• The request
From the documentary review, list every person it mentions by name.

• Text provided
At some point in his mayoral race people began to wish he would. Huma Abedin, his wife, is a bleak portrait of inner conflict and humiliation throughout the documentary, realizing as time wears on and more scandal emerges that she cannot disentangle herself from the mess her husband has created. Watching her become more and more tightly wound as her husband unravels on television, in the streets- at one point he starts a shouting match in a bakery with someone who mentioned he’d “married an Arab”- is heartbreaking, even among the incredible ridicule both served and taken by Weiner throughout the film.
It reads like a classic underdog story at first, with sweeping montages of his popularity at various parades, contrasted with a lack of enthusiasm for current mayor and the ultimate winner of that race, Bill DiBlasio. DiBlasio, currently not popular with New York City voters, managed to emerge on top through mainly being less controversial than a figure like Weiner. It is crushing to watch Weiner’s race crumble, seeing his ideals get swept away in the cloud of his scandal. For a moment in the film, even knowing recent history, it seems like Weiner is going to win- which makes it all the more distressing when people start to lash out at him for lying to the public. At one point, a woman seeing the commotion as he’s barraged with questions, a lone defender, angrily shouts at the reporters themselves: “Don’t ask him about that! Ask him about his policies, we’re from the Bronx! We don’t care about this!”

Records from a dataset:
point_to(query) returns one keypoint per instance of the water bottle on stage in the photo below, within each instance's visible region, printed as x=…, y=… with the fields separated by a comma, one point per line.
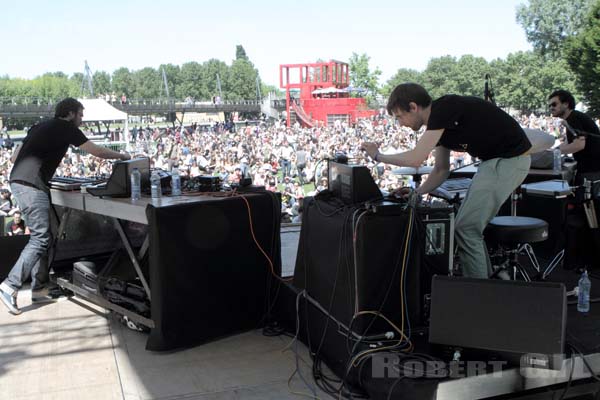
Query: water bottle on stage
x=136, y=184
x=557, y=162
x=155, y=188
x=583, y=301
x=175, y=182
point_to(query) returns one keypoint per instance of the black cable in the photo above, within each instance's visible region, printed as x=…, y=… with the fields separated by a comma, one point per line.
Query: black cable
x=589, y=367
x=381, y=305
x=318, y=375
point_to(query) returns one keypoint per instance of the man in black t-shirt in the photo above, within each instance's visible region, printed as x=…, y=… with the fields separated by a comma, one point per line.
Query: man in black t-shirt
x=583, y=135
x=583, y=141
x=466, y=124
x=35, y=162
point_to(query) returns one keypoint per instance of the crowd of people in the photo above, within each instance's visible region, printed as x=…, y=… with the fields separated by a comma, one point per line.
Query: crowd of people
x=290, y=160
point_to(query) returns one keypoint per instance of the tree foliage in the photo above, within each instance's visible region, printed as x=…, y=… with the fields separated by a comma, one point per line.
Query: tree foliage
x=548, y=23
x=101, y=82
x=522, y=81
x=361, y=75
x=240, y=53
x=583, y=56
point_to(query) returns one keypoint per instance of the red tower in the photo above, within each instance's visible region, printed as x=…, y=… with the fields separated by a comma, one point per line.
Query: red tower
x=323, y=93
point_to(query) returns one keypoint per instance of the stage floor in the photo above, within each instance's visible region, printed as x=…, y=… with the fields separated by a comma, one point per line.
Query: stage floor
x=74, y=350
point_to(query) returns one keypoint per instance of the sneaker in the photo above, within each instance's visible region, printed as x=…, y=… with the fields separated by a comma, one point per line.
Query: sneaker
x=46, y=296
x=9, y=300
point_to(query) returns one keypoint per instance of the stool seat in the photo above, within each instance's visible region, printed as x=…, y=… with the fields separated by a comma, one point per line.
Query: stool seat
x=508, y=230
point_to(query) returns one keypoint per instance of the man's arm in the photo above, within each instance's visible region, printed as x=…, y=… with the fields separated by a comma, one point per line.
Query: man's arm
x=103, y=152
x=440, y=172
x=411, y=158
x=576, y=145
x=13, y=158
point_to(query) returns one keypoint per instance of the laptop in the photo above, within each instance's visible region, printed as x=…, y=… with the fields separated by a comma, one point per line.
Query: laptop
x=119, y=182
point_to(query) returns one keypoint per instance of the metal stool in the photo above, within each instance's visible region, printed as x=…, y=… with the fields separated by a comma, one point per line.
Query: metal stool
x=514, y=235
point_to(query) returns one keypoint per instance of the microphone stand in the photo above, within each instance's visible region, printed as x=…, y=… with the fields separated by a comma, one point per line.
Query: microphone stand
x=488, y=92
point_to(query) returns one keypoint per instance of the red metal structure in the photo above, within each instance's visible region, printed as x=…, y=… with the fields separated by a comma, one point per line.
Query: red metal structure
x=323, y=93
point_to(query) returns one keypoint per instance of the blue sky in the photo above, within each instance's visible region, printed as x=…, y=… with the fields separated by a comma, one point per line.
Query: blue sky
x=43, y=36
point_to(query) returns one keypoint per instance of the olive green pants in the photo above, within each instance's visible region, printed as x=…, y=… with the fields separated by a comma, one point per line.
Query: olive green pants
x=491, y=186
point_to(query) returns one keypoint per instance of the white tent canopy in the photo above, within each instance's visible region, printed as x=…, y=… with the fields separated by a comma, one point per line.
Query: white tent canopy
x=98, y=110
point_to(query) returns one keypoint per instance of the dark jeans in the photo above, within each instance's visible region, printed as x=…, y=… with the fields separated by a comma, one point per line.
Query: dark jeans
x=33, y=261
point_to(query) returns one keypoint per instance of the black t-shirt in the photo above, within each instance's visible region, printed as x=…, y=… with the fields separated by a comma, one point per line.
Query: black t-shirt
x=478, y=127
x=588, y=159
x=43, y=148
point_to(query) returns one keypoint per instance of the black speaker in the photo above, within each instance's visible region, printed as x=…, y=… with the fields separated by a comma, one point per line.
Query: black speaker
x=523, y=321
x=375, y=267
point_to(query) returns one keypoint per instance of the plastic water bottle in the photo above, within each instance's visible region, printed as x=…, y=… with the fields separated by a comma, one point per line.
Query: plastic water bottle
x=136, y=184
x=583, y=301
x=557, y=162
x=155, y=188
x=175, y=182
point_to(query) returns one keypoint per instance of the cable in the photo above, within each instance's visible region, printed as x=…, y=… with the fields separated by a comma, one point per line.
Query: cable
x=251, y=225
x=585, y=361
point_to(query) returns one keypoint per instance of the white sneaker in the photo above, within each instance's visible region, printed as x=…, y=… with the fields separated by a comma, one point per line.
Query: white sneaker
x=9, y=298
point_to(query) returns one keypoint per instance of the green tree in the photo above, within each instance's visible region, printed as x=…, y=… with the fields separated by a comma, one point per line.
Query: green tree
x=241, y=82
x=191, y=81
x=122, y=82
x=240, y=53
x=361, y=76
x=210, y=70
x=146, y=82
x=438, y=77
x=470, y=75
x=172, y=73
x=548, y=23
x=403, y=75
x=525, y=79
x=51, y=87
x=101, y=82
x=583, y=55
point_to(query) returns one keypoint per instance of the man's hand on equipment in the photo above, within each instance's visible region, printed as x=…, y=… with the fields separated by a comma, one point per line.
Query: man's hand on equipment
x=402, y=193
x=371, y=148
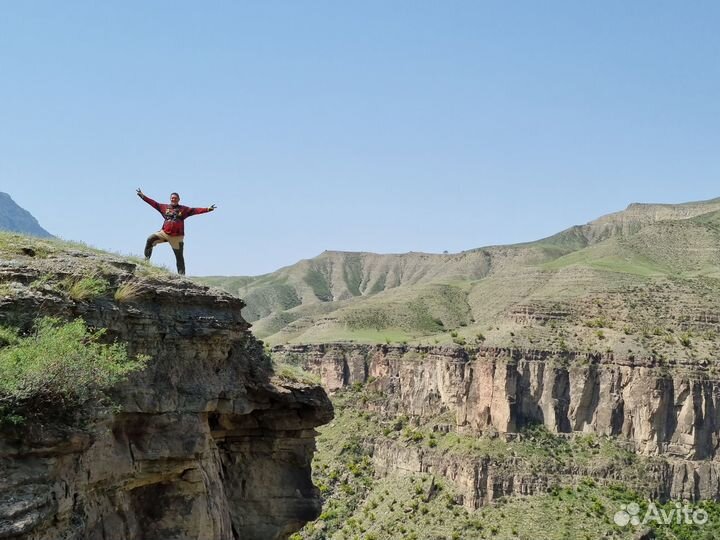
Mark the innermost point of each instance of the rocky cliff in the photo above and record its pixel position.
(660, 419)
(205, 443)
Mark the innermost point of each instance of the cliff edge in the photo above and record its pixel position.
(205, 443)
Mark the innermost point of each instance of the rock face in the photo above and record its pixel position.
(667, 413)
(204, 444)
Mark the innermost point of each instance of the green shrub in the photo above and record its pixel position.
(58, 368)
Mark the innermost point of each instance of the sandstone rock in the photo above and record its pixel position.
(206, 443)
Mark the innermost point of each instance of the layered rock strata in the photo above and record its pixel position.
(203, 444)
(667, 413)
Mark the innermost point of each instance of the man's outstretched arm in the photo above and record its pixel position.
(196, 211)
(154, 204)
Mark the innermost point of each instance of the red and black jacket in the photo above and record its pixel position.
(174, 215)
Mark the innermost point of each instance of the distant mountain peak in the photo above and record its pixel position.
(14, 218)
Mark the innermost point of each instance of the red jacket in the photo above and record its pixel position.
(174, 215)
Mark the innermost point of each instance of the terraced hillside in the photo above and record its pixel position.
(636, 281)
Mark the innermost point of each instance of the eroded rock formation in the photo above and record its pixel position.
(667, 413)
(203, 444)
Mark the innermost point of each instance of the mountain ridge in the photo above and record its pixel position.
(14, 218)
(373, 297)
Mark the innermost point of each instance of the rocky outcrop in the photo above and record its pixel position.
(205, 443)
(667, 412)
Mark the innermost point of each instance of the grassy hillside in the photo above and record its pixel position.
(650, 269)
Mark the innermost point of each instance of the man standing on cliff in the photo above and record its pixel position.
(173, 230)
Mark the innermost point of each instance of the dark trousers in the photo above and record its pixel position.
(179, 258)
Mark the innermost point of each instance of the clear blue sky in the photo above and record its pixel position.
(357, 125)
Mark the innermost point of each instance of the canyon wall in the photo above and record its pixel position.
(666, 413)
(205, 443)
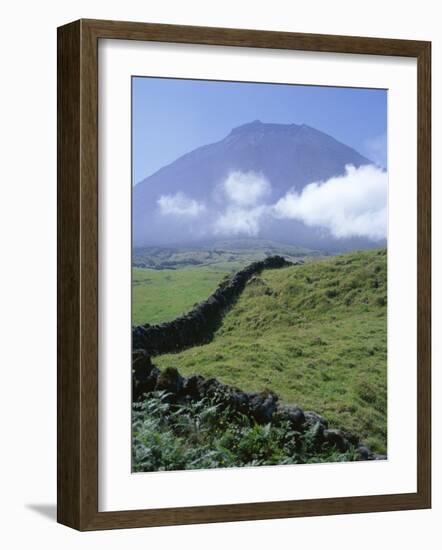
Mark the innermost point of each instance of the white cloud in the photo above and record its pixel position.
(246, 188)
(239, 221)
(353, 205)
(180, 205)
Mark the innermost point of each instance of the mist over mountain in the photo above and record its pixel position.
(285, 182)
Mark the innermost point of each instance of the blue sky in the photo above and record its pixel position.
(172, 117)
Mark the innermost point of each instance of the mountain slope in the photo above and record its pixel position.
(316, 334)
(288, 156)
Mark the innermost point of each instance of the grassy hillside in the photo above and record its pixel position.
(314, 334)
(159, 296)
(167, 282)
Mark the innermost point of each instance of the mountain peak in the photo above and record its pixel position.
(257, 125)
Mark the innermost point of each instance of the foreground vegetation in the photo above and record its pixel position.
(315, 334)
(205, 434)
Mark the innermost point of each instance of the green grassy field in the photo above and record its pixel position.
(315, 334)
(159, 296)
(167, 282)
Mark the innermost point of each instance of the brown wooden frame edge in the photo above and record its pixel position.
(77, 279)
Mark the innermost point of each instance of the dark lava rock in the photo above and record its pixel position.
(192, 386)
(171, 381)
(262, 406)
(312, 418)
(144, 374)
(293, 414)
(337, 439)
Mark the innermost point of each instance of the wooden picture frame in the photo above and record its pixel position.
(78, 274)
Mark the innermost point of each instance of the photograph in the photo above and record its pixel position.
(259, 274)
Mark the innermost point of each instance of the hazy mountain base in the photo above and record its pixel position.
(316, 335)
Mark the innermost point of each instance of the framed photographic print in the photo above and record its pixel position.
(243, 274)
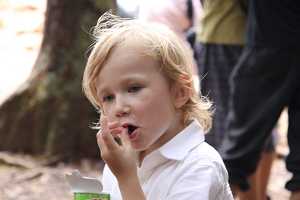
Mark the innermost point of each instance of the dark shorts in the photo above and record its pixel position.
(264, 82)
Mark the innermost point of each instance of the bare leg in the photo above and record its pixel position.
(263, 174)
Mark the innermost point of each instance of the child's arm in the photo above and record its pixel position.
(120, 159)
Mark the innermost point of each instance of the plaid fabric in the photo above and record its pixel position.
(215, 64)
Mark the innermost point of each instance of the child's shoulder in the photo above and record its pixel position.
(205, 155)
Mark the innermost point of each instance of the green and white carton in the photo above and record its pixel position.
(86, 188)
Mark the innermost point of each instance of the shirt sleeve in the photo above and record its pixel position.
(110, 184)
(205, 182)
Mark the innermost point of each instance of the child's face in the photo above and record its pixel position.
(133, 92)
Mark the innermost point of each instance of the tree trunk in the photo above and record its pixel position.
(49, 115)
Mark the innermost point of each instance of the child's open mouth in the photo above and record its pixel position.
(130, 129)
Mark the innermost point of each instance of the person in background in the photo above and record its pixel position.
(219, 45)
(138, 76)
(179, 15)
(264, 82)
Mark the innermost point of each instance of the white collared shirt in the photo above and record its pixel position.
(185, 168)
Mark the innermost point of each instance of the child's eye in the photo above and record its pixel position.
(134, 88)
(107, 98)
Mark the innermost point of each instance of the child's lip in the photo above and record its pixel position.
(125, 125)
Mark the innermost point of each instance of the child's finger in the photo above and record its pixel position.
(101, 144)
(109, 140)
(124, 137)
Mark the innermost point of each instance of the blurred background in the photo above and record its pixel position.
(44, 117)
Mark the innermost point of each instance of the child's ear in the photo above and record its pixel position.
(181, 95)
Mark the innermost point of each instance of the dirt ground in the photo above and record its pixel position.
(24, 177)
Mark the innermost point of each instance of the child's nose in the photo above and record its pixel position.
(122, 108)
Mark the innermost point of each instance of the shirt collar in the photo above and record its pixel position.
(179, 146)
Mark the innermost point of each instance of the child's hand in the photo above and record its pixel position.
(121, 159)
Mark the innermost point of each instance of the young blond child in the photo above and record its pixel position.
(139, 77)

• Answer to this exercise
Huma Abedin
Weiner
Bill DiBlasio